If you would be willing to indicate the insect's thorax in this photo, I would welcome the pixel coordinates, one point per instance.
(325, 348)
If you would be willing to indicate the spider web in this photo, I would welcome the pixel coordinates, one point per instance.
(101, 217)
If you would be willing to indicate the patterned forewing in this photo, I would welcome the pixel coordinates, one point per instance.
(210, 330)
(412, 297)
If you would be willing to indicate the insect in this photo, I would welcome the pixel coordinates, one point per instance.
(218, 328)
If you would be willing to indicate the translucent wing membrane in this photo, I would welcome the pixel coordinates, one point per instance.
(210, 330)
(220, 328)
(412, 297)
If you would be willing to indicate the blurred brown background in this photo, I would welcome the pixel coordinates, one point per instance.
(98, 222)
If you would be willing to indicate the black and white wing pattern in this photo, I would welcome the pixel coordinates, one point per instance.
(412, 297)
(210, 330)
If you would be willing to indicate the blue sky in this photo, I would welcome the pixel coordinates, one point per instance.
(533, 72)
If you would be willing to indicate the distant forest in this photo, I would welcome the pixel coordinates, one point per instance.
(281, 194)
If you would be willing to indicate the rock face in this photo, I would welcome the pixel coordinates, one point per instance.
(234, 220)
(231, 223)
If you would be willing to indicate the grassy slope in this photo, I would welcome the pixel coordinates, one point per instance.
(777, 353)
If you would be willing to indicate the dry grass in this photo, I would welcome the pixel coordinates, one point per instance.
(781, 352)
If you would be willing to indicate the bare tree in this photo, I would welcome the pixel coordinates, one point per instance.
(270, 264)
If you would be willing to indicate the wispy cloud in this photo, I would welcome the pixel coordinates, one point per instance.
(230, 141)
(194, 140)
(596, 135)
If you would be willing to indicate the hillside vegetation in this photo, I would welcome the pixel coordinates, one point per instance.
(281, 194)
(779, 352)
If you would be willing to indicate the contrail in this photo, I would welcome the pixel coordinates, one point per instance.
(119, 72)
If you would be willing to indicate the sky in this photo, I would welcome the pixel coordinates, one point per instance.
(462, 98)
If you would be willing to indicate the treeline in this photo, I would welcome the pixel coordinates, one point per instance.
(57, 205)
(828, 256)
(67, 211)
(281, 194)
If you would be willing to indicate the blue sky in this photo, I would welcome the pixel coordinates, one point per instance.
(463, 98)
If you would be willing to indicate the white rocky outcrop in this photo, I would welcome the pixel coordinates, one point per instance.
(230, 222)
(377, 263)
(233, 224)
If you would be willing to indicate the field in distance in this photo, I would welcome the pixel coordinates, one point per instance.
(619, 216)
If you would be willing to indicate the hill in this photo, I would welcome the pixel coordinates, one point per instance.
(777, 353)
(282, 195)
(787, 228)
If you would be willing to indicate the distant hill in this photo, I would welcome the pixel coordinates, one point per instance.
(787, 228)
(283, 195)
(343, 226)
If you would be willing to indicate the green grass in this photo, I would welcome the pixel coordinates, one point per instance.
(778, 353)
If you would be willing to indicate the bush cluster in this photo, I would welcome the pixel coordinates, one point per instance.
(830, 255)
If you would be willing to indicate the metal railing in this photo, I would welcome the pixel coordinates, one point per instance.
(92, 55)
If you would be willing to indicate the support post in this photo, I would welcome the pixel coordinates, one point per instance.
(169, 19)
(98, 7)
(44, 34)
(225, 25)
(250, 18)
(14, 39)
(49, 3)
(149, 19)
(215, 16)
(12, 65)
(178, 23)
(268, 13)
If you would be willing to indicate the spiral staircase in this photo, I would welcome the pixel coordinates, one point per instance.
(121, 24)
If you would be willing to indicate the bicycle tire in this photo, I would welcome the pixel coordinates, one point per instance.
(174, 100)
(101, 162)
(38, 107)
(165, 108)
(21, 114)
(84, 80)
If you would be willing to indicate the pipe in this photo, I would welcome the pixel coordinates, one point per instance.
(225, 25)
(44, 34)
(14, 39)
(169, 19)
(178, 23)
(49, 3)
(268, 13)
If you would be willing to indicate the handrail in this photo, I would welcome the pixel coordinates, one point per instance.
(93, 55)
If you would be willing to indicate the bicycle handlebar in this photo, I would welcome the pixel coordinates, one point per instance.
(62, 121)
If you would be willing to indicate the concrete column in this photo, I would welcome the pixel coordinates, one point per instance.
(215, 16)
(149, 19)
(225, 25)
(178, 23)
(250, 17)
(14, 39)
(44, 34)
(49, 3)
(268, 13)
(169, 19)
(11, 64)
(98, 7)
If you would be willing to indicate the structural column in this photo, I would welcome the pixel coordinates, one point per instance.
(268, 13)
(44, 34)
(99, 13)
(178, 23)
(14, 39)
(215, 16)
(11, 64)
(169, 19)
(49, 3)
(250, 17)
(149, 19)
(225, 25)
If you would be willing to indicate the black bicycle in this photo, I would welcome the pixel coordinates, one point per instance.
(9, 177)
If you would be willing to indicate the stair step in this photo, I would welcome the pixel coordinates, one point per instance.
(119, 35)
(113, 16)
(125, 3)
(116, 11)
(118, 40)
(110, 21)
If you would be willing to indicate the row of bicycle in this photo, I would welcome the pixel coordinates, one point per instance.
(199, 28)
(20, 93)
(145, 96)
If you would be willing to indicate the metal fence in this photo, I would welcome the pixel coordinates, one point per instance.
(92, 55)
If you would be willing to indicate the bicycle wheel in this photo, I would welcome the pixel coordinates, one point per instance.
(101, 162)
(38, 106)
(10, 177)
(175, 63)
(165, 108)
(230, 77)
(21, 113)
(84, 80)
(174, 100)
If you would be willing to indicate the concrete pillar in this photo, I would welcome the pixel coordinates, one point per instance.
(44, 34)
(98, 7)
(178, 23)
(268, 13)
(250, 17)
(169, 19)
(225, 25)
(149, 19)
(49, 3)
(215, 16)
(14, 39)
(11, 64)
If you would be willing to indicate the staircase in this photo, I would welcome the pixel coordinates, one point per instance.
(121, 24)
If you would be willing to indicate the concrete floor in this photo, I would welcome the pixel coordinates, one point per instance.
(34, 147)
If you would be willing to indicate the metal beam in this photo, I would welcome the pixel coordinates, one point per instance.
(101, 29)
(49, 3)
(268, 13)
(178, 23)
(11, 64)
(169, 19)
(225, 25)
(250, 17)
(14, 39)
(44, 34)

▬▬▬

What you have to do: Repeat every record exactly as written, please.

Solved problem:
If you would be willing to indicate the insect's thorax in this photo, I would welcome the pixel coordinates, one point per instance.
(325, 348)
If you would be willing to indicate the spider web in this photo, I would welcome the pixel coordinates, one point per instance.
(101, 217)
If you would be willing to indicate the patterned forewing in this photo, I would welcome the pixel coordinates, one point per instance.
(210, 330)
(412, 297)
If you would be willing to indicate the insect in this photo, I would welcome the pixel coordinates, one point per instance.
(218, 328)
If you would be willing to indicate the translucent wing membrane in this photo, I would welcome the pixel coordinates, one point per instance.
(210, 330)
(220, 328)
(412, 297)
If you would be willing to indicate the blurred brown background in this photo, I would welcome the pixel coordinates, one point per instance.
(98, 222)
If you would be willing to indicate the black and white wing pattern in this photo, I would welcome the pixel coordinates, one point per instance.
(412, 297)
(210, 330)
If you would be willing to indicate the blue sky in this photo, I would welcome the pixel coordinates, one point per instance.
(533, 72)
If you would be willing to indicate the distant forest in this photo, I would welcome the pixel coordinates, one point per instance.
(281, 194)
If you would be willing to indicate the rock face in this photo, I would welcome the pixel coordinates, one point per instance.
(234, 220)
(231, 223)
If you would be willing to indicate the grassy slope in this photo, I would welcome the pixel coordinates, one point per instance.
(777, 353)
If you would be willing to indicate the dry grass in this photo, I would welcome the pixel coordinates, one point per instance.
(781, 352)
If you would be willing to indicate the bare tree in this photo, I would welcome the pixel coordinates, one point per instance.
(270, 264)
If you would be willing to indicate the wispy cloud in this photo, I would welcome the pixel coordinates, one point per instance.
(230, 141)
(194, 140)
(596, 135)
If you would be willing to indicate the hillside vegetation in this photo, I would welcome the pixel coordinates, one point per instance.
(281, 194)
(779, 352)
If you would be willing to indicate the contrail in this photo, I would welcome the pixel coordinates, one point per instance.
(119, 72)
If you would be willing to indicate the sky in this photo, I would welcome the pixel coordinates, one point per instance.
(462, 98)
If you would be willing to indicate the treeline in this photo, I would welcome the pixel coordinates, one point per instance.
(57, 205)
(828, 256)
(67, 211)
(281, 194)
If you would be willing to indicate the blue sky in this photo, I would welcome the pixel coordinates, one point per instance.
(463, 98)
If you would be willing to indicate the white rocky outcrop in this photo, I would welcome the pixel coordinates, one point per instance.
(230, 222)
(377, 263)
(233, 224)
If you would be willing to indicate the field in distance in this photo, I would welcome the pixel coordinates, one point per instance.
(619, 216)
If you would be willing to indicate the hill in this photo, I would welcome the pixel coordinates, one point per instance.
(777, 353)
(282, 195)
(787, 228)
If you would be willing to indicate the distant hill in this photo, I would welcome the pixel coordinates, one point per instance.
(787, 228)
(283, 195)
(343, 226)
If you would be willing to indicate the green grass in this photo, I would welcome the pixel coordinates, one point per instance.
(778, 353)
If you would be willing to indicate the bush cluster in this photo, I would welcome the pixel coordinates, one point per instance.
(830, 255)
If you would be willing to indicate the metal railing in this photo, I would welcome the pixel coordinates, one point per instance.
(92, 55)
If you would be willing to indicate the support post in this photo, I would welcome the pixel coordinates, one point per instance.
(169, 19)
(98, 7)
(44, 34)
(225, 25)
(250, 18)
(14, 39)
(49, 3)
(149, 19)
(215, 16)
(12, 65)
(178, 23)
(268, 13)
If you would be willing to indicate the spiral staircase in this photo, I would welcome the pixel coordinates, one point per instance.
(121, 24)
If you would be willing to indicate the bicycle tire in this photo, I would welcome the pixel coordinates, one point per instance.
(174, 100)
(101, 162)
(38, 107)
(165, 108)
(21, 114)
(84, 80)
If you would be willing to indicate the pipe in this photo, I would welcome the pixel coordinates, one point per instance.
(225, 25)
(44, 34)
(14, 39)
(169, 19)
(178, 23)
(49, 3)
(268, 13)
If you would be willing to indicate the handrail in this photo, I would welcome the pixel coordinates, one point per instance.
(93, 55)
If you would be willing to indicate the bicycle handlebar in this photo, I would welcome the pixel coordinates, one point per instance.
(62, 121)
If you would be willing to indicate the concrete column in this photo, I would welcome the pixel coordinates, one point per instance.
(215, 16)
(149, 19)
(225, 25)
(178, 23)
(250, 17)
(14, 39)
(44, 34)
(49, 3)
(268, 13)
(169, 19)
(11, 64)
(98, 7)
If you would be willing to indicate the structural column in this photo, I would welcome the pixel coordinates, one point per instance.
(268, 13)
(44, 34)
(99, 13)
(178, 23)
(14, 39)
(215, 16)
(11, 64)
(169, 19)
(49, 3)
(250, 17)
(149, 19)
(225, 25)
If you would be willing to indicate the black bicycle in this photo, I would welcome the pixel coordinates, one point per instance.
(9, 177)
If you would be willing to indicate the stair step in this photo, I would welcome the pixel coordinates, one point per instance.
(119, 35)
(113, 16)
(125, 3)
(116, 11)
(118, 40)
(110, 21)
If you would be willing to indicate the row of bicycle in this photo, I would welcome the pixel coordinates, one point per instance.
(199, 28)
(20, 93)
(145, 96)
If you would be willing to indicate the metal fence in this photo, I would welcome the pixel coordinates, one point per instance.
(92, 55)
If you would be willing to indicate the bicycle wheel in this photo, I would welcome the pixel coordinates, one point per instance.
(101, 162)
(38, 106)
(10, 177)
(175, 63)
(165, 108)
(230, 77)
(21, 113)
(84, 80)
(174, 100)
If you would be willing to indicate the concrete pillar in this photo, I would welcome the pixel coordinates, one point per instance.
(44, 34)
(98, 7)
(178, 23)
(268, 13)
(250, 17)
(169, 19)
(225, 25)
(149, 19)
(49, 3)
(215, 16)
(14, 39)
(11, 64)
If you would be willing to indicate the staircase in this photo, I would welcome the pixel coordinates, one point per instance.
(121, 24)
If you would be willing to indicate the concrete floor in this photo, I would welcome the pixel coordinates, one point per instance.
(34, 147)
If you would be willing to indicate the metal beam in this photo, I would welcome the pixel coordinates, one point per instance.
(101, 29)
(49, 3)
(268, 13)
(178, 23)
(11, 64)
(169, 19)
(225, 25)
(250, 17)
(14, 39)
(44, 34)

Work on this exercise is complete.